* **Assignment**: Every record must reappear in the answer exactly as given.

[Extracted records]
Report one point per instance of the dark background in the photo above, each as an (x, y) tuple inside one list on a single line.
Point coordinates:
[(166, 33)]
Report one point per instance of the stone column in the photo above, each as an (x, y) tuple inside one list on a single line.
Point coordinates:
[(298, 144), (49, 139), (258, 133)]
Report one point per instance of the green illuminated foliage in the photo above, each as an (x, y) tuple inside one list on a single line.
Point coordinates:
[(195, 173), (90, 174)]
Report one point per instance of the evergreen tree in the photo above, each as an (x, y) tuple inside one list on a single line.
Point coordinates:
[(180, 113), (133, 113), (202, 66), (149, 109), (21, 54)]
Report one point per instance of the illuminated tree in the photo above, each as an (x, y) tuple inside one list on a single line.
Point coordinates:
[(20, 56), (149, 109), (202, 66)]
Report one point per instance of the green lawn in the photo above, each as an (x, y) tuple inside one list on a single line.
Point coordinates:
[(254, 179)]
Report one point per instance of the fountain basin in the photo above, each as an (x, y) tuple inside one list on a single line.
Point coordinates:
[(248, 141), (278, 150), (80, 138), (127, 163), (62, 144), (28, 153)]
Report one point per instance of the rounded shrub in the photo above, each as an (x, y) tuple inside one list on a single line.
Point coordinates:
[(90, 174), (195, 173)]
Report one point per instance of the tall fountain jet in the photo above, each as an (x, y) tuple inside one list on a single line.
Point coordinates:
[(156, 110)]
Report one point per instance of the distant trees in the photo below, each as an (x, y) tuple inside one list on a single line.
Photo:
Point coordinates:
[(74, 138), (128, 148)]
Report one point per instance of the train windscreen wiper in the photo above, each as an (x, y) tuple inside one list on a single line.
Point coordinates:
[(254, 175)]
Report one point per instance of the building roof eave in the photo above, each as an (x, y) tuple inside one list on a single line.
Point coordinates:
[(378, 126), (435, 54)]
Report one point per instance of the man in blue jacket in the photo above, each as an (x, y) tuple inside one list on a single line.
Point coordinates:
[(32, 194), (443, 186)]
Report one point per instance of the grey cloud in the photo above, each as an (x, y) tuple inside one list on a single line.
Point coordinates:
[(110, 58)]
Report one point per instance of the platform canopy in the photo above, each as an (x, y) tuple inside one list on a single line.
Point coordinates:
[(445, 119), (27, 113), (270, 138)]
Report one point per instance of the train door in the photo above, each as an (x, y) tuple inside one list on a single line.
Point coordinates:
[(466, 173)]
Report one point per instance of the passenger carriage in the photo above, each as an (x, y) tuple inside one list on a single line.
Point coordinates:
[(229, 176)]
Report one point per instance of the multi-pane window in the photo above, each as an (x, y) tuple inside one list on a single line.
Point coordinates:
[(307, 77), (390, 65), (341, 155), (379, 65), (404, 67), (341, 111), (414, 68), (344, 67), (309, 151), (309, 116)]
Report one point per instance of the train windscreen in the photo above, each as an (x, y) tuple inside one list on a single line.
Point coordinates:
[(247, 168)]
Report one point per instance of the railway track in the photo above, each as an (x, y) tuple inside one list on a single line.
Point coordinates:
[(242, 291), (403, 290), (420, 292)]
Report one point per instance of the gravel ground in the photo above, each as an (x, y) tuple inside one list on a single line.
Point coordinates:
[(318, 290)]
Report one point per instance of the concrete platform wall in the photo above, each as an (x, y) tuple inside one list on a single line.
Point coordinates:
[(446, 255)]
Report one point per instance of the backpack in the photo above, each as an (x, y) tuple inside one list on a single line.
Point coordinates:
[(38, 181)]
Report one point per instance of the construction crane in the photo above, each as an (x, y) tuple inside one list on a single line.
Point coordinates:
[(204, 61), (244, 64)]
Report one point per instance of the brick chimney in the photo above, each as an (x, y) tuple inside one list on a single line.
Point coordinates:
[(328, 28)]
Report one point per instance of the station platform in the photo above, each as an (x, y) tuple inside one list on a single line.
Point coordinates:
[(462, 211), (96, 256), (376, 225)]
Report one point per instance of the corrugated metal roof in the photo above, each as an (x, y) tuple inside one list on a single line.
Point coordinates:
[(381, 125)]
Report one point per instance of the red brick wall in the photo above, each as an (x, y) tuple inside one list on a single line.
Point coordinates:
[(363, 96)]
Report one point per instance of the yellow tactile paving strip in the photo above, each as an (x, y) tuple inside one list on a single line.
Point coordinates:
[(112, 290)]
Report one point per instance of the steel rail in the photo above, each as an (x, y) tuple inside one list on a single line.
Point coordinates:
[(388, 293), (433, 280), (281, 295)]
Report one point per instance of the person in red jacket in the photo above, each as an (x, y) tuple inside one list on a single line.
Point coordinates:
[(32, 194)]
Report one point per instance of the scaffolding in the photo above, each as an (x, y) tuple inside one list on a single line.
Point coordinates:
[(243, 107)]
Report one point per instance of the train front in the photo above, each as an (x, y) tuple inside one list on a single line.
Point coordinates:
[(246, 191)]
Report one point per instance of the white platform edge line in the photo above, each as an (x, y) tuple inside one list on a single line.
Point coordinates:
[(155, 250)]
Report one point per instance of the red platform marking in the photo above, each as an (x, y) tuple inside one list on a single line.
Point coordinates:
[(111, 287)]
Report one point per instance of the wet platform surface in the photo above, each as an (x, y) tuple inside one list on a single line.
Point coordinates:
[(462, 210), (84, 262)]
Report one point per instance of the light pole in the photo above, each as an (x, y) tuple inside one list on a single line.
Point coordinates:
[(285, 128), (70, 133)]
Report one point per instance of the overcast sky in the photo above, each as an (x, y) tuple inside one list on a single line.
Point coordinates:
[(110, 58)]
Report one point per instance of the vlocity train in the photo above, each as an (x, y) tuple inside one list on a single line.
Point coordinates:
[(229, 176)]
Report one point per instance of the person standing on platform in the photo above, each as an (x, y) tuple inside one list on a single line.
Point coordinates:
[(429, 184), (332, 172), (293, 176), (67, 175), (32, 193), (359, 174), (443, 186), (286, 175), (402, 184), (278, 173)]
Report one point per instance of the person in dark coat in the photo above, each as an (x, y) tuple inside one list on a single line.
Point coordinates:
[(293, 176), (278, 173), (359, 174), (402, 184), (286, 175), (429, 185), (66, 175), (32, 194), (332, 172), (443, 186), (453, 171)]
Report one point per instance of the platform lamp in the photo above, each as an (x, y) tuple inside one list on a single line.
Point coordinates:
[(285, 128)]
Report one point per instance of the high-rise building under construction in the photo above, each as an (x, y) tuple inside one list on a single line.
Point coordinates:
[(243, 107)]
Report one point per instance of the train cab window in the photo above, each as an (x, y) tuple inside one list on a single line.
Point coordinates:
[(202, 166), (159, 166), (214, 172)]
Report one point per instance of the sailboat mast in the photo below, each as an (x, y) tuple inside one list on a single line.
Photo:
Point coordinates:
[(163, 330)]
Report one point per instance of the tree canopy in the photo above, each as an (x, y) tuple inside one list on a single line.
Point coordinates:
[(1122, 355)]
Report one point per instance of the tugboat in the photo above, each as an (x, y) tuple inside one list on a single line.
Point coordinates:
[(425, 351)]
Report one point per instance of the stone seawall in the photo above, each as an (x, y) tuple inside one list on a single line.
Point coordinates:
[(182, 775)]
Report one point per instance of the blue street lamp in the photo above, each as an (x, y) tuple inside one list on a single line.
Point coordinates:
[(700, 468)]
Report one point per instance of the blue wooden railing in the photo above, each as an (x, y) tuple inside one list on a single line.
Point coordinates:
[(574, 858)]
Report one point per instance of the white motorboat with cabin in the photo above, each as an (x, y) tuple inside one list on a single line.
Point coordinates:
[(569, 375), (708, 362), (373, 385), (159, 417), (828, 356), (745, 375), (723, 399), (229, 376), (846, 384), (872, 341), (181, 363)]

* **Problem solution**:
Report one point per instance of the dark background in the photo above, each as an (x, y) tuple inside one list on a single line.
Point coordinates:
[(166, 33)]
Report one point per instance of the stone column in the photo above, each as an (x, y) tuple inside one list on a single line.
Point coordinates:
[(298, 144), (49, 139), (258, 133)]
Report one point per instance of the green illuminated foliage in the photo above, each as an (x, y) tuple inside one list on a single line.
Point coordinates:
[(195, 173), (90, 174)]
Report one point per instance of the evergreen tree in the photo above, each as an (x, y) tuple inside one list on a single line.
Point coordinates:
[(180, 113), (133, 113), (202, 66), (149, 109), (21, 54)]
Report one point per instance of the illuminated tree in the photo above, each as an (x, y) tuple inside one list on a single line.
Point coordinates:
[(20, 56), (149, 109), (202, 66)]
Report one point per instance of the green lawn in the photo above, each as an (x, y) tuple inside one list on a single line.
Point coordinates:
[(254, 179)]
Report one point per instance of the fountain basin in the photo above, each as an (x, y) tuple inside one list on a single line.
Point coordinates:
[(248, 141), (278, 150), (80, 138), (127, 163), (62, 144), (28, 153)]
Report one point per instance of the rounded shrub in the photo above, each as an (x, y) tuple inside one list on a single line.
Point coordinates:
[(90, 174), (195, 173)]
Report one point per instance of the tall fountain jet in the photo above, each as an (x, y) tuple inside one list on a single line.
Point coordinates:
[(156, 110)]
Report one point per instance of the distant trees in the photo below, each as an (x, y) tuple inside one list on a single line.
Photo:
Point coordinates:
[(74, 138), (128, 148)]
Report one point per instance of the train windscreen wiper in the photo above, each as an (x, y) tuple inside one list on a single line.
Point coordinates:
[(254, 175)]
Report one point per instance of the building roof eave in the photo above, each as an (x, y) tuple inside one list on a single line.
Point coordinates:
[(378, 126), (435, 54)]
Report one point per instance of the man in blue jacket in the photo above, each as an (x, y) tuple inside one list on a single line.
Point coordinates:
[(32, 194), (443, 186)]
Report one point per instance of the grey cloud in the photo above, each as an (x, y) tuple inside one list on a single line.
Point coordinates:
[(110, 58)]
Report one point per instance of the platform canopy in the photo above, each as an (x, y) tuple inside one list on a single line.
Point coordinates:
[(445, 119), (27, 113), (270, 138)]
Report one point per instance of the train door in the photo above, each as an (x, y) tuple inside one list on a single line.
Point coordinates:
[(466, 173)]
Report one point per instance of the passenger carriage in the photo above, each as an (x, y) tuple inside one list on a single line.
Point coordinates:
[(229, 176)]
Report one point per instance of the multi-pane window in the photo above, each as an (x, y) tuple inside one list on a single line.
Point coordinates:
[(307, 77), (390, 65), (341, 155), (379, 65), (404, 67), (341, 111), (414, 68), (344, 67), (309, 151), (309, 116)]
Report one point per instance of the train windscreen in the photo above, each as an (x, y) tuple inside one list on a single line.
Point coordinates:
[(247, 168)]
Report one point per instance of the railway track in the photo above, each as an (x, y) tuple inside one list on a single line.
Point coordinates:
[(242, 291), (403, 290), (420, 292)]
Report one point per instance of the gravel ground in the photo above, each as an (x, y) tuple inside one list on a single line.
Point coordinates:
[(318, 290)]
Report one point per instance of the concrete platform wall in the photo above, each as an (x, y) tuple inside one list on a single line.
Point coordinates:
[(446, 255)]
Report one point per instance of the backpack in the photo above, each as an (x, y) tuple inside one list on a single line.
Point coordinates:
[(38, 181)]
Report one point per instance of the construction crane in the photo above, each as an (x, y) tuple inside one list on a single line.
Point coordinates:
[(204, 61), (244, 64)]
Report one point per instance of the brick chimney in the photo above, each as an (x, y) tuple inside one list on a single line.
Point coordinates:
[(328, 28)]
Report one point per instance of the station platform in the photo above, each as an (x, y) tuple inside one list on a single line.
Point coordinates:
[(462, 211), (96, 256), (376, 225)]
Report one point per instance of the corrugated metal roof in the photo above, each as an (x, y) tuple inside one list on a single line.
Point coordinates:
[(381, 125)]
Report one point per instance of the red brick wall in the photo above, each as an (x, y) tuple inside one list on a single line.
Point coordinates:
[(363, 96)]
Report one point per instance of the yellow tactile paving strip in the photo above, each as an (x, y) tuple inside one list on a single line.
Point coordinates:
[(112, 290)]
Report one point per instance of the steel rail in the photo above, each as an (x, y) tuple inside one list on a single line.
Point coordinates:
[(388, 293), (433, 280), (281, 295)]
Report one point per instance of the person in red jacket in the photo above, each as an (x, y) tuple inside one list on a single line.
Point coordinates:
[(32, 194)]
Report one point per instance of the scaffolding in the photo above, each as an (x, y) tuple inside one list on a single line.
Point coordinates:
[(243, 107)]
Report one point per instance of the train front in the photo above, each as an (x, y) tuple inside one list on a single line.
Point coordinates:
[(246, 191)]
Report one point per instance of the white platform edge line in the photo above, each as an (x, y) tuple inside one list on a single line.
Point coordinates:
[(155, 250)]
Report one point per instance of the red platform marking in the photo above, each as an (x, y) tuple inside one list on a single line.
Point coordinates:
[(111, 287)]
Report one point per instance of the wet platform surface in the photo above, each as an (x, y) tuple inside one list on a single line.
Point coordinates:
[(462, 210), (84, 262)]
Report one point per instance of the light pole in the photo above, each as an (x, y) tuple inside one list on a single line.
Point coordinates:
[(285, 128), (70, 133)]
Report one point per instance of the overcast sky in the photo above, each as an (x, y) tuple inside one list on a single line.
Point coordinates:
[(110, 58)]
Report one point per instance of the vlocity train in the photo above, each as an (x, y) tuple inside one list on a single line.
Point coordinates:
[(229, 176)]
Report one point per instance of the person standing on platform in the photo above, each as an (x, y) tuple inside one list on a single line.
Point coordinates:
[(429, 184), (332, 172), (293, 176), (67, 175), (32, 193), (359, 174), (443, 186), (286, 175), (402, 184), (278, 173)]
Report one point per instance of the person in dark coat in the photo above, each as an (x, y) tuple inside one list on a single line.
Point coordinates:
[(293, 176), (278, 173), (359, 174), (402, 184), (286, 175), (429, 185), (66, 175), (32, 194), (332, 172), (443, 186), (453, 171)]
Report one point per instance of the platform lamp in the photo above, each as an (x, y) tuple inside one list on a single line.
Point coordinates:
[(285, 128)]
Report one point per instance of the high-rise building under construction in the photo above, each as an (x, y) tuple inside one list on a single line.
Point coordinates:
[(243, 107)]
Report one point per instance of the train cab window in the photo above, each as an (x, y) tuple inside one list on a single line.
Point coordinates:
[(202, 166), (159, 166), (214, 172)]
Report one point per instance of the sailboat mast in the photo below, each as an (x, y) tuple inside one list on a single line.
Photo:
Point coordinates:
[(163, 330)]
Report one point per instance of the tree canopy in the photo above, each as an (x, y) tuple inside one list on a single line.
Point coordinates:
[(1122, 355)]
Report one point per instance of the tugboat in the photo above, each as an (x, y) tuple inside one list on a single line.
Point coordinates:
[(425, 351)]
Report one point per instance of the stone seawall in the photo above, each as an (x, y) tuple inside one list on a single line.
Point coordinates:
[(182, 775)]
Report one point per instance of the blue street lamp in the photo above, each as an (x, y) tuple inside one list on a single line.
Point coordinates:
[(700, 468)]
Report one point per instance of the blue wooden railing in the photo above, each as an (x, y) tuple inside one list on a single line.
Point coordinates:
[(574, 858)]
Report one point per instance of the white motorboat with cabin in the photo above, each as an (x, y) tuple inside one list on a single line.
Point coordinates:
[(569, 375), (708, 362), (373, 385), (159, 417), (828, 356), (745, 375), (723, 399), (229, 376), (846, 384), (872, 341), (181, 363)]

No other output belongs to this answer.